**PASSAGE SHOWN**
NEW YORK (AP) – The sight of all those size-0 models on the Fashion Week runways recalls an oft-quoted line from the film The Devil Wears Prada. Happy to be a size 6, the impressionable young fashion assistant Andy Sachs is soon brought down to size:
Six, her mentor declares, “is the new 14.”

But for the rest of us folks, the question may be even more basic:

What is a 6, and what is a 14?

As any woman who tries on clothes frequently can attest, a 6 in one place can indeed be a 14 somewhere else – or an 8, a 10, or a 2. Which makes you wonder: Is there any logic to sizes, or are they just a random jumble of numbers?

The question might not matter, if the whole issue of size didn’t matter. But as the fashion industry has long known, a woman’s size certainly does matter – to her. Call it the psychology of size: We care deeply about the number on that tag, even though it’s likely no one else will see it, save the person manning the cash register. Perhaps no one else will know, but we know, and that’s enough.

Just ask Andy Steiner, a mother of two in St. Paul, Minn.

“I hate to admit it,” says Steiner, 38, “‘cause I know size is just a number and I like to think I’m too smart – and feminist – to fall for that. But I certainly have a size I consider myself. Of course, I’ll buy smaller – and maybe one size bigger. But I’d never buy two sizes bigger. Way too depressing!”

Steiner recalls a particularly rash fashion decision three years ago, when she bought a pricey, too-short designer dress in hot pink, a color she dislikes. But it was a size 2, and she was literally flattered into buying it.

And that feeling, of course, will directly affect whether you make the purchase.

Which is why some clothing lines engage in so-called “vanity sizing” – skewing sizes down to make the customer feel better. It’s the reason you might be able to pull an 8 out of your closet from 10 years back, but now, in the same label, you’re a 4. (Or, in a spin on that “Prada” line, your 6 is your old 14.)

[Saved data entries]
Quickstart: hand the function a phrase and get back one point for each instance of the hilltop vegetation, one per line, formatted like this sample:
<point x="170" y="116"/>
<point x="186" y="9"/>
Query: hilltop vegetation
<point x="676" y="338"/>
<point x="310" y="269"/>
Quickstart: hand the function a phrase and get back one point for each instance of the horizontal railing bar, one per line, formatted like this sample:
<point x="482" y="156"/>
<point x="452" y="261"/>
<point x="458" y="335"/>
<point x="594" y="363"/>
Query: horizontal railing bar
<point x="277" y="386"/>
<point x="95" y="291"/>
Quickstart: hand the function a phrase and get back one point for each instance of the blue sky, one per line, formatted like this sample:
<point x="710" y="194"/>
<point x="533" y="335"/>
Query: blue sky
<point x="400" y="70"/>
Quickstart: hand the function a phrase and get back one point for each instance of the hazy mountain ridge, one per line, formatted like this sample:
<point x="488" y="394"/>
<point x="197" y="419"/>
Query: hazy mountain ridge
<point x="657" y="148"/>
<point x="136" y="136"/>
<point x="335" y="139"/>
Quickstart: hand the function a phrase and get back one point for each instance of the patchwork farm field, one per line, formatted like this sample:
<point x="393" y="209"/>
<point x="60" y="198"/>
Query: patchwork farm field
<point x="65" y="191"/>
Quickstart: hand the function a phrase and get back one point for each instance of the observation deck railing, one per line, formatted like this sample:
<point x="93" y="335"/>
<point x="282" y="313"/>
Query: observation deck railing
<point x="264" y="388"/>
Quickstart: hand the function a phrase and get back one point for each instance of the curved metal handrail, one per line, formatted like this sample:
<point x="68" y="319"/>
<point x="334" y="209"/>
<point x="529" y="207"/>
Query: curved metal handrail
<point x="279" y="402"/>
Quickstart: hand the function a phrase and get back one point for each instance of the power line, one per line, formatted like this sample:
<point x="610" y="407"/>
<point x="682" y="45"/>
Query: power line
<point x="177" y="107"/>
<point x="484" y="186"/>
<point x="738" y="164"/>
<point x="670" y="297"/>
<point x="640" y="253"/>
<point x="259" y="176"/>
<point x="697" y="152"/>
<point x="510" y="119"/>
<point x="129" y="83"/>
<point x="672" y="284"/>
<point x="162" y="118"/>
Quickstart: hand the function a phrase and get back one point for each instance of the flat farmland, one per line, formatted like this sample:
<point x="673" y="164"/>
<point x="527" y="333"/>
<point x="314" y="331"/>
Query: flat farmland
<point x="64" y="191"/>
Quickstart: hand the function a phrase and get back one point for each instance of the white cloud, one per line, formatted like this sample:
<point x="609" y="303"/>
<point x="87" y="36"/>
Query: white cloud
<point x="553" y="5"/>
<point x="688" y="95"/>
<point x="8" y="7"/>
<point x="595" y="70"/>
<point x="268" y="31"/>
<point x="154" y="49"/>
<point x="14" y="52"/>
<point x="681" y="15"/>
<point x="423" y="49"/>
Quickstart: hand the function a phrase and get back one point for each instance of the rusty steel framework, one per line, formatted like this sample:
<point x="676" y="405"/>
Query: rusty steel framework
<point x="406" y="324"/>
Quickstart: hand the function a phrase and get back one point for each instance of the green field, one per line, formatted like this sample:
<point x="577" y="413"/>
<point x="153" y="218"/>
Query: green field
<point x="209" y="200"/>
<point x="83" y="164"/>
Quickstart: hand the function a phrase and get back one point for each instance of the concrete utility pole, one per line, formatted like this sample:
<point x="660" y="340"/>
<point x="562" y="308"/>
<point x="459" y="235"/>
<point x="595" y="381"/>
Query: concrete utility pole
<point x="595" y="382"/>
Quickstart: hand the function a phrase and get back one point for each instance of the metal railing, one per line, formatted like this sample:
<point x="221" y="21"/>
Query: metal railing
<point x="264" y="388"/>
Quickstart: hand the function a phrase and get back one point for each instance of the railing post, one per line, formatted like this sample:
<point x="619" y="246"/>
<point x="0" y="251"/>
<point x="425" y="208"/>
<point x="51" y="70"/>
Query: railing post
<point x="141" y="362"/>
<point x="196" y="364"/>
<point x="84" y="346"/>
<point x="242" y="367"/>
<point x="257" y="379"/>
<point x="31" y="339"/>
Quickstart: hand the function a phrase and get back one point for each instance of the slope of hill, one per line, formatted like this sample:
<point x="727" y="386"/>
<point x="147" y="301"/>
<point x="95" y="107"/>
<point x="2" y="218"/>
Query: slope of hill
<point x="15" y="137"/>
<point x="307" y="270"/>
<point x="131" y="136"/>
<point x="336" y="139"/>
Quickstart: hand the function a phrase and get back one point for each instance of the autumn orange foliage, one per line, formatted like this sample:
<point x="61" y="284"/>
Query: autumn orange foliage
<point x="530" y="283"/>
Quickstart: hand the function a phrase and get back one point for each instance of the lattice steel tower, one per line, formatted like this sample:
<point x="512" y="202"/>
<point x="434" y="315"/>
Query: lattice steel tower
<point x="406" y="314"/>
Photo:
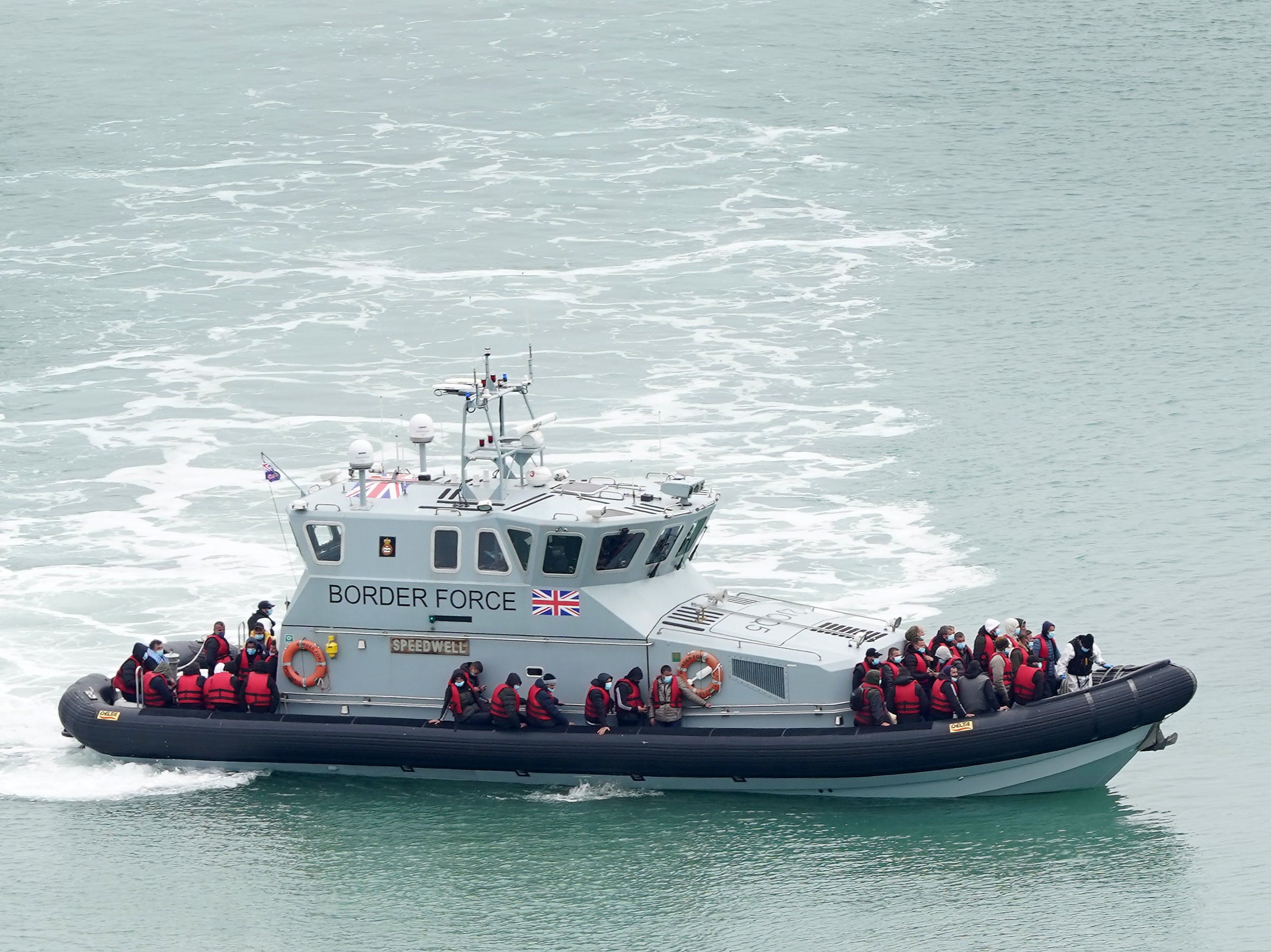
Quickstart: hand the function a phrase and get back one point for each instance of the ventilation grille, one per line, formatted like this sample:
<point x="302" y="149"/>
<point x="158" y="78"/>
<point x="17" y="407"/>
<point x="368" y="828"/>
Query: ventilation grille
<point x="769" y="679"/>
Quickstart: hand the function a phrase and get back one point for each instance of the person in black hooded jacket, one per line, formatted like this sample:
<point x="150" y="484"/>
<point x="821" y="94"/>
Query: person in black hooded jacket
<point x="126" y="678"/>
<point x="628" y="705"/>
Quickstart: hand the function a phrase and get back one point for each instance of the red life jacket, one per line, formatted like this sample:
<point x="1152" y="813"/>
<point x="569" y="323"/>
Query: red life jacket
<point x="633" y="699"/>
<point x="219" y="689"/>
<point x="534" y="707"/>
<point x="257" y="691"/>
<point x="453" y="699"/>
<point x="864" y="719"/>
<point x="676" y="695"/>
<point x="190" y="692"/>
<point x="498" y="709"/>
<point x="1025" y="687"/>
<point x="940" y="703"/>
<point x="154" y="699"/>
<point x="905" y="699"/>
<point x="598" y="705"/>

**PROBLEMS TO SOLVE**
**A)** Can you sum up the passage on clothing sizes in two sentences?
**B)** Pull out every line of the listing that contains the string "vegetation".

**SOLUTIONS FOR EACH TASK**
**A)** Women's clothing sizes vary so much that a 6 in one place can be a 14, an 8, a 10, or a 2 somewhere else, yet women care deeply about the number on the tag, as Andy Steiner of St. Paul admits. Some clothing lines use vanity sizing, skewing sizes down to make customers feel better, which is why an 8 from 10 years back may now be a 4 in the same label.

**B)**
Quickstart: hand the function a phrase and get back one point for each instance of the hilltop vegetation, one per line, formatted like this sample:
Query: hilltop vegetation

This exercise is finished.